Prompt
Reproduce the items from the line containing "red date stamp." through the end of the items, substituting "marker" for every occurrence of "keypoint" and leaving all other text unchanged.

[Location identification items]

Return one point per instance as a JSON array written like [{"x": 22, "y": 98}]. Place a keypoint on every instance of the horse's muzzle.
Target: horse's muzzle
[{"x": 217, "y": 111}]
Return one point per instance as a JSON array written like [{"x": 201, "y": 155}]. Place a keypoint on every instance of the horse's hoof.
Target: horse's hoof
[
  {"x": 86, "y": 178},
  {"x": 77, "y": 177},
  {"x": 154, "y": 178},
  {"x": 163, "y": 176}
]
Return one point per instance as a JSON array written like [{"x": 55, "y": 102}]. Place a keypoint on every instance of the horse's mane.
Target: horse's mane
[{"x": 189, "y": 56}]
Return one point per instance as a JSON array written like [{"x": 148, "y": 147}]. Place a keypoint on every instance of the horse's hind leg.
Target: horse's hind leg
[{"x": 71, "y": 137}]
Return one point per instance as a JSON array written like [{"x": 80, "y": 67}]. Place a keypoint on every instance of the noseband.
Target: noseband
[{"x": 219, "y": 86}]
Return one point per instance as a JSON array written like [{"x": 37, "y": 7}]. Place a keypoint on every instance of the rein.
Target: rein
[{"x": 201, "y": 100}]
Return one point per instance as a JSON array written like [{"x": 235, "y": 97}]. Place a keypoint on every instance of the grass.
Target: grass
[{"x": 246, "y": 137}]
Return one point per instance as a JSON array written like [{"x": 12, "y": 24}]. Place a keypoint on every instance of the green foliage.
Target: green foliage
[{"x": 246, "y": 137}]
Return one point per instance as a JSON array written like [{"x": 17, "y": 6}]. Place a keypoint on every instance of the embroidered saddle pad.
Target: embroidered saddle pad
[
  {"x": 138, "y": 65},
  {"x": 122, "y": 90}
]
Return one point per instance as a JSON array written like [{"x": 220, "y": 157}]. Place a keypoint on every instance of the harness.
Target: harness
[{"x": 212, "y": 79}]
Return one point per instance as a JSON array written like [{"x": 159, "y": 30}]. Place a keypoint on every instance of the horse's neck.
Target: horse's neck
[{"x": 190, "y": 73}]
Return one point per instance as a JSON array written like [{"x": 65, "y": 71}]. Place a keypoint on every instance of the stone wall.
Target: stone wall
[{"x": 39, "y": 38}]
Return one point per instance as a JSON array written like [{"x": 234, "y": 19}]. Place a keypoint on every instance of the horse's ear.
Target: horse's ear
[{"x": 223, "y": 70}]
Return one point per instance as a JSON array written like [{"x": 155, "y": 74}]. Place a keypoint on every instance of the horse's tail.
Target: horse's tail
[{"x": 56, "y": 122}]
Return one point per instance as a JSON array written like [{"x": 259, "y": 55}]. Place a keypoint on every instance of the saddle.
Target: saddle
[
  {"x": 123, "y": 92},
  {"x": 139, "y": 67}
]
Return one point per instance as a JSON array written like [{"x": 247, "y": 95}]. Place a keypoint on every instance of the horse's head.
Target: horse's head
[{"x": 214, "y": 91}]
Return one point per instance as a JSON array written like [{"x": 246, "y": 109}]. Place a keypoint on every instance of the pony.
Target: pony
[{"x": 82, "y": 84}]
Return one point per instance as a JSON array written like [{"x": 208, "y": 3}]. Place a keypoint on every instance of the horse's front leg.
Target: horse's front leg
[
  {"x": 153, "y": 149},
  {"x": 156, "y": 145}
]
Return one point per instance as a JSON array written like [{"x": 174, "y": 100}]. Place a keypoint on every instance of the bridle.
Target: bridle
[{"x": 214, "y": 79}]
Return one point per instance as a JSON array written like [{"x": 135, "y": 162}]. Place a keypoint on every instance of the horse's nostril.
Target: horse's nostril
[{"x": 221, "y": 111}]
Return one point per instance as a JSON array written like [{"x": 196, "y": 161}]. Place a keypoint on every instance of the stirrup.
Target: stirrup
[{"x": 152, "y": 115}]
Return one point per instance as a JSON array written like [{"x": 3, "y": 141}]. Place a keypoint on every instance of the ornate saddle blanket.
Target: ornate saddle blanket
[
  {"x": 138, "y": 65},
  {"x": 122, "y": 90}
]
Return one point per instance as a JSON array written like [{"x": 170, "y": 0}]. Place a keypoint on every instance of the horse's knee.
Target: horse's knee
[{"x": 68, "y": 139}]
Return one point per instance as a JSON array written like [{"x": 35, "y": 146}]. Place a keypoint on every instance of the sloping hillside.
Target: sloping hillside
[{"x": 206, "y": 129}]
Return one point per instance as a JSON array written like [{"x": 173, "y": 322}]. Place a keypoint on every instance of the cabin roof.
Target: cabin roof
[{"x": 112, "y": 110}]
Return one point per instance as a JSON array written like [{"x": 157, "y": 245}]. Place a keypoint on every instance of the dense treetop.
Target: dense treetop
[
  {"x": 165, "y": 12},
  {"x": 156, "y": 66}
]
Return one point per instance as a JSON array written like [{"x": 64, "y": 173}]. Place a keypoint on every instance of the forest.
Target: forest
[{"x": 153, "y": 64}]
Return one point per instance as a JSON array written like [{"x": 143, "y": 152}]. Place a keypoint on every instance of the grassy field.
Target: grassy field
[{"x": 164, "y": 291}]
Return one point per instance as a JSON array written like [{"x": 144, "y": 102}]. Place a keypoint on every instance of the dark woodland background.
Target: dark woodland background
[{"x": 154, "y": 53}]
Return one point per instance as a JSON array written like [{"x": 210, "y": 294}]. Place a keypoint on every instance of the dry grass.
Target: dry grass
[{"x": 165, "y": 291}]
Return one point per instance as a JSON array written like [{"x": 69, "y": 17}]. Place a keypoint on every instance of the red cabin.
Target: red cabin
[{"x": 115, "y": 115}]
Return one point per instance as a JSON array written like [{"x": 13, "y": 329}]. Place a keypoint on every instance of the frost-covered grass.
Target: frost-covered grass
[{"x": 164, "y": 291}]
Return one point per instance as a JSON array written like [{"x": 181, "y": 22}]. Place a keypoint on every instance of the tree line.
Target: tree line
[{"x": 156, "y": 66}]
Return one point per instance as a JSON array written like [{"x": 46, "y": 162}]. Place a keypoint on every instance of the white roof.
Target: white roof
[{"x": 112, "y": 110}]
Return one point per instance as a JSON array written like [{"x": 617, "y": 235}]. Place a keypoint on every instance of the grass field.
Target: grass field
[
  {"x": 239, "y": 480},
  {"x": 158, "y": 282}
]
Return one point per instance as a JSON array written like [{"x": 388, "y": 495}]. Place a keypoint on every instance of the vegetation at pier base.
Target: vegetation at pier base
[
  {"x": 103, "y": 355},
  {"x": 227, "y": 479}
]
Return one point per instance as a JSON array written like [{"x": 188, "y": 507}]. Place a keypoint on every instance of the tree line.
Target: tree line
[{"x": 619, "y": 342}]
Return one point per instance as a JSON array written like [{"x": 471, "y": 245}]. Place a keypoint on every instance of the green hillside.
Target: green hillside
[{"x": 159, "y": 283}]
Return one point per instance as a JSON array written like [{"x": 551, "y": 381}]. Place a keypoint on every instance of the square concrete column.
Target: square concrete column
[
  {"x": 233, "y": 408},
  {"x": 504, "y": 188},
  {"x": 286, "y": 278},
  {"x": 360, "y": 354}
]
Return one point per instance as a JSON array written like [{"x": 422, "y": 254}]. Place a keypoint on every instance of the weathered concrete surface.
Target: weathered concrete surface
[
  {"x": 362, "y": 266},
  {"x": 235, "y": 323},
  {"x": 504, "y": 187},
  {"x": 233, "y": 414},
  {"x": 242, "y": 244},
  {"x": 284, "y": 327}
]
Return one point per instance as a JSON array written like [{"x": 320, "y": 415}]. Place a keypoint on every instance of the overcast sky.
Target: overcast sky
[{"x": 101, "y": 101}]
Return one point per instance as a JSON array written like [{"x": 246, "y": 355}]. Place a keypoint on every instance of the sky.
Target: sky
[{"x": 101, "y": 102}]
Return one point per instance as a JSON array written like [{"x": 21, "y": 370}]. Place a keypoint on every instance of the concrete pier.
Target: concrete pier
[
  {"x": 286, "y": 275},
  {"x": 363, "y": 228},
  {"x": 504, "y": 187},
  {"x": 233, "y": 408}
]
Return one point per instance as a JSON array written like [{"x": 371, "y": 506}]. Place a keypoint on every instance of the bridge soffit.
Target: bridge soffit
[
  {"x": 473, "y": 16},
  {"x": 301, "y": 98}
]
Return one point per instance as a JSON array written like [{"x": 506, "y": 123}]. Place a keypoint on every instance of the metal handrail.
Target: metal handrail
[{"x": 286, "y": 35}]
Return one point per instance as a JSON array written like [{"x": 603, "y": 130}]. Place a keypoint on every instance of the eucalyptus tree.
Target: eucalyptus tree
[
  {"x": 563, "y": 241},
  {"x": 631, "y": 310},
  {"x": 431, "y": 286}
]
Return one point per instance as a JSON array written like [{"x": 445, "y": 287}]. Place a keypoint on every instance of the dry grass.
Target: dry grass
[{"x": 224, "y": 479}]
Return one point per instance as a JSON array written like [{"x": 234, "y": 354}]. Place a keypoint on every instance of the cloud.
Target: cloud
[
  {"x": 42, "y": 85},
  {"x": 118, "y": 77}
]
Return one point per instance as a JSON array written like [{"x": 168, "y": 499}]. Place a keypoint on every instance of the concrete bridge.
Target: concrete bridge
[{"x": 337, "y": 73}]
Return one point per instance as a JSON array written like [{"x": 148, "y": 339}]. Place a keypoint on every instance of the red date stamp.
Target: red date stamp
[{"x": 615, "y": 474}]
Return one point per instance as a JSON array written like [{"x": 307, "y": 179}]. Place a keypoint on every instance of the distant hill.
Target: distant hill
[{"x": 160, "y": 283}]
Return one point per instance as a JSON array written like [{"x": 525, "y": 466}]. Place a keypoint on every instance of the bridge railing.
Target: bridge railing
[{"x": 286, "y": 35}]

Exercise response
Return one point per instance as a JSON array written like [{"x": 148, "y": 339}]. Place a marker on every instance of the red date stamp.
Target: red date stamp
[{"x": 615, "y": 474}]
Return one point per instance as a JSON array written like [{"x": 307, "y": 179}]. Place a marker on every instance of the distant hill.
Target: distant hill
[{"x": 160, "y": 283}]
Return one point per instance as a JSON array written like [{"x": 525, "y": 466}]. Place a marker on every instance of the bridge railing.
Target: bridge railing
[{"x": 286, "y": 35}]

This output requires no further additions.